> **WORK ITEM**
Go to the line in the data below that contains "Put a point on every instance of the large". Write it out exactly, along with every later line through the last, and nothing else.

[Photo-based referring expression data]
-------------------------

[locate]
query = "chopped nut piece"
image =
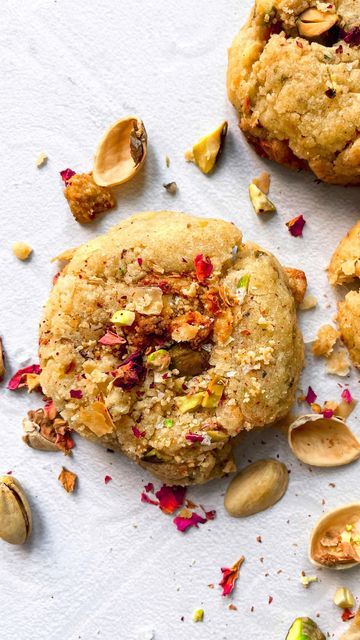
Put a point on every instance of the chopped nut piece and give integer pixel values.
(86, 199)
(326, 339)
(67, 479)
(260, 201)
(21, 250)
(41, 160)
(343, 598)
(312, 22)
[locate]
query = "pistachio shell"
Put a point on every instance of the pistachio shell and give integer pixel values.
(323, 442)
(121, 152)
(327, 547)
(256, 488)
(15, 514)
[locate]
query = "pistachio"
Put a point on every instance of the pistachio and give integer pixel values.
(335, 539)
(304, 629)
(121, 152)
(206, 152)
(260, 201)
(189, 362)
(343, 598)
(15, 514)
(312, 22)
(323, 442)
(256, 488)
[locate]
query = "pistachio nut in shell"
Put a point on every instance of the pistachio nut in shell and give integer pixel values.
(304, 629)
(121, 152)
(15, 514)
(256, 488)
(323, 442)
(335, 539)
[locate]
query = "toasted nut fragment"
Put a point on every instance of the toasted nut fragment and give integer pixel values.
(304, 629)
(297, 283)
(21, 250)
(348, 319)
(345, 262)
(207, 151)
(67, 479)
(326, 338)
(15, 513)
(343, 598)
(256, 488)
(121, 152)
(312, 22)
(260, 201)
(86, 199)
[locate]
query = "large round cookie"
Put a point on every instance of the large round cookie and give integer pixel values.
(220, 312)
(298, 98)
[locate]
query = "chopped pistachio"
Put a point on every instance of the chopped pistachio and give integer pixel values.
(123, 317)
(343, 598)
(207, 150)
(198, 615)
(189, 403)
(260, 201)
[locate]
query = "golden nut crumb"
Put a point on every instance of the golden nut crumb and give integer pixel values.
(86, 199)
(21, 250)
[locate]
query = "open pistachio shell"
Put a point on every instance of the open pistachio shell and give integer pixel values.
(323, 442)
(15, 514)
(335, 539)
(121, 152)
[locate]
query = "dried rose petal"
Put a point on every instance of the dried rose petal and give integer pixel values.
(296, 226)
(230, 576)
(182, 524)
(19, 379)
(76, 393)
(170, 498)
(346, 395)
(111, 339)
(203, 267)
(66, 174)
(310, 396)
(137, 433)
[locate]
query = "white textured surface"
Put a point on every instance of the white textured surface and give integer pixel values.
(100, 564)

-------------------------

> **WORKED SOLUTION**
Put a point on every instance of the large round cookie and give integer pixel values.
(220, 312)
(298, 98)
[locate]
query = "chopped pistachio"
Put a point on every instance of the chopped pistachio and give integer pixel values.
(123, 317)
(343, 598)
(207, 150)
(198, 615)
(189, 403)
(260, 201)
[locate]
query = "golden nut crumb"
Put a point on every instance of the golden nut crumb and give integer pixel values.
(86, 199)
(21, 250)
[locate]
query = "open pistachio shell"
Put a point on every instance of the open pistachio shell and give integer pixel values.
(323, 442)
(15, 514)
(335, 539)
(121, 152)
[locate]
query = "dried rose petal"
Put a point on every instance of the dried rose petal and give integer pixel values.
(296, 226)
(230, 576)
(182, 524)
(19, 379)
(76, 393)
(170, 498)
(346, 395)
(111, 339)
(203, 267)
(66, 174)
(310, 396)
(137, 433)
[locate]
query = "white textured surface"
Put a point on every instance of the white textured surface and give integer pixel values.
(100, 564)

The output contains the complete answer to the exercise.